▸ **Problem description**
Extract each line of the data below exactly as written.

Records from a data collection
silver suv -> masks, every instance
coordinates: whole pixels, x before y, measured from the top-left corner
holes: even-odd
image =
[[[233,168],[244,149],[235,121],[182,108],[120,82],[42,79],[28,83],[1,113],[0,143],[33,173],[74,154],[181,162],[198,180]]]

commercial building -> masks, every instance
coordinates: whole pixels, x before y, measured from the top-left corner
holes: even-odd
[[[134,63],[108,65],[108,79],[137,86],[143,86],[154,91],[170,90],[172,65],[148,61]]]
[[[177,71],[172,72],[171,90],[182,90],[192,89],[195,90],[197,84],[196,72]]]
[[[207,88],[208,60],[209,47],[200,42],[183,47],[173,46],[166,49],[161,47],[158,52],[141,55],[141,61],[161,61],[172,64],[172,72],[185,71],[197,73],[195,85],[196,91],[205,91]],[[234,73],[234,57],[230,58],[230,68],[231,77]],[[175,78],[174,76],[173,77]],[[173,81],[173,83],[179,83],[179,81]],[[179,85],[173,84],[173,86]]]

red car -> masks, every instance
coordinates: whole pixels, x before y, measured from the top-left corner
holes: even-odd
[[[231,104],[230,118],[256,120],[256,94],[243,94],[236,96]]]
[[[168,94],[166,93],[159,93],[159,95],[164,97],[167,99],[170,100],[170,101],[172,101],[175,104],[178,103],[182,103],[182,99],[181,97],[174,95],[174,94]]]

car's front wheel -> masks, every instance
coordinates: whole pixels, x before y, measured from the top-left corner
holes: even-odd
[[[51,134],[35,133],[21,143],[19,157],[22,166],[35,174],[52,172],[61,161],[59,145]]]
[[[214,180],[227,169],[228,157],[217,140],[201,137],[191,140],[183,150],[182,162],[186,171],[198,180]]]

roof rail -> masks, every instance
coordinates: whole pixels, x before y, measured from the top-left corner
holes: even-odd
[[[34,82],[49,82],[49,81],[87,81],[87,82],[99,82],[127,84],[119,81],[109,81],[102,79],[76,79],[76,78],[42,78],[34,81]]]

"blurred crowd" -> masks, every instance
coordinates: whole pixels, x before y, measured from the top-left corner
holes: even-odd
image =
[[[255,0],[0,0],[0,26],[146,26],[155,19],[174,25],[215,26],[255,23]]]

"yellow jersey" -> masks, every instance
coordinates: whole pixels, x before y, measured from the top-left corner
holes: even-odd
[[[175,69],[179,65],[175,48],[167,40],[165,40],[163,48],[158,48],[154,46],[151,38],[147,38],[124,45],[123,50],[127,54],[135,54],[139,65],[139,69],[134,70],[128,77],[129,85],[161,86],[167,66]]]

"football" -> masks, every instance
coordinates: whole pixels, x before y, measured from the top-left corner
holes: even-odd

▸ **Task result**
silver suv -> masks, every instance
coordinates: whole pixels, x before y, measured from the top-left corner
holes: even-odd
image =
[[[233,168],[244,149],[235,121],[182,108],[120,82],[42,79],[28,83],[1,113],[0,143],[33,173],[74,154],[181,162],[198,180]]]

commercial building -> masks, every instance
coordinates: whole pixels, x before y, measured from the top-left corner
holes: even-odd
[[[134,63],[108,65],[108,79],[137,86],[143,86],[154,91],[170,90],[172,65],[148,61]]]
[[[177,71],[172,72],[171,90],[182,90],[192,89],[195,90],[197,84],[196,72]]]
[[[207,88],[208,60],[209,47],[200,42],[183,47],[173,46],[166,49],[161,47],[158,52],[141,55],[141,61],[161,61],[172,64],[172,72],[185,71],[197,73],[195,85],[196,91],[205,91]],[[234,73],[234,57],[230,58],[230,68],[231,77]],[[175,78],[174,76],[173,77]],[[173,81],[173,83],[179,83],[179,81]],[[179,85],[173,84],[173,86]]]

red car -> masks, every instance
coordinates: whole pixels, x before y, measured from the top-left corner
holes: even-odd
[[[231,104],[230,118],[256,120],[256,94],[243,94],[236,96]]]
[[[168,94],[166,93],[159,93],[159,95],[164,97],[167,99],[170,100],[170,101],[172,101],[175,104],[178,103],[182,103],[182,99],[181,97],[174,95],[174,94]]]

car's front wheel -> masks, every instance
coordinates: whole pixels, x before y, measured from the top-left corner
holes: even-odd
[[[51,134],[35,133],[21,143],[19,157],[22,166],[35,174],[52,172],[61,161],[59,145]]]
[[[214,180],[227,169],[228,157],[217,140],[201,137],[191,140],[183,150],[182,162],[186,171],[198,180]]]

roof rail -> masks, every instance
coordinates: whole pixels, x before y, measured from the top-left corner
holes: even-odd
[[[34,82],[49,82],[49,81],[87,81],[87,82],[99,82],[127,84],[119,81],[109,81],[102,79],[76,79],[76,78],[42,78],[34,81]]]

"blurred crowd" -> masks, every instance
coordinates: whole pixels, x before y, measured from the top-left corner
holes: even-odd
image =
[[[255,0],[0,0],[0,26],[146,26],[155,19],[174,25],[215,26],[255,23]]]

"yellow jersey" -> masks, every instance
coordinates: whole pixels, x before y, measured from the top-left corner
holes: even-odd
[[[175,69],[179,65],[175,48],[167,40],[165,40],[163,48],[158,48],[154,46],[151,38],[147,38],[124,45],[123,50],[127,54],[135,54],[139,65],[139,69],[134,70],[128,77],[129,85],[161,86],[167,66]]]

"football" -> masks, every instance
coordinates: whole pixels, x before y, measured from the top-left corner
holes: even-odd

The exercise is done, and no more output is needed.